- Task: Report every line below that contains the word "surface", copying each one in full.
• • •
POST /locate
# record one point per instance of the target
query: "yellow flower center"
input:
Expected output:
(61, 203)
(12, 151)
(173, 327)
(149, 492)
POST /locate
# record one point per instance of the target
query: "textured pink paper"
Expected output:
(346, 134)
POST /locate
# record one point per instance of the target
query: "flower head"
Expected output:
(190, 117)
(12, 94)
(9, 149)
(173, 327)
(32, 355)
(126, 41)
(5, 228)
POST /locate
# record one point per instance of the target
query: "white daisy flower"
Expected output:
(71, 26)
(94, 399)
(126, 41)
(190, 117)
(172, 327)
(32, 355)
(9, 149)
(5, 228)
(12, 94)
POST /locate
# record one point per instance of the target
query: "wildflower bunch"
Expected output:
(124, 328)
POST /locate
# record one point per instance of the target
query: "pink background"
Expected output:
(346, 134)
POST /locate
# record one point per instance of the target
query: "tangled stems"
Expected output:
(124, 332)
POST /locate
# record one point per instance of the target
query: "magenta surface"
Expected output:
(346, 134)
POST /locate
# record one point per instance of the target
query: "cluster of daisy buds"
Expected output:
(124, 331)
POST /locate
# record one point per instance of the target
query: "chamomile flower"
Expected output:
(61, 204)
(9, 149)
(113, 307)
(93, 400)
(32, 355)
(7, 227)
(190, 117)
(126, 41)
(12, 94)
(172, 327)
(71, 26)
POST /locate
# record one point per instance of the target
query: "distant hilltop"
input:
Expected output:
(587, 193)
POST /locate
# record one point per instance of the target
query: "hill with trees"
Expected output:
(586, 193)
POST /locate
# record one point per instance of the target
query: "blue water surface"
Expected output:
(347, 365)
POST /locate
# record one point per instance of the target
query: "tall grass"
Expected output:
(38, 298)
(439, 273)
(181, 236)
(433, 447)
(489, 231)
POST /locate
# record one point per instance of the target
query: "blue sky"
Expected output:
• • •
- Worked solution:
query: "magenta surface"
query: "blue water surface"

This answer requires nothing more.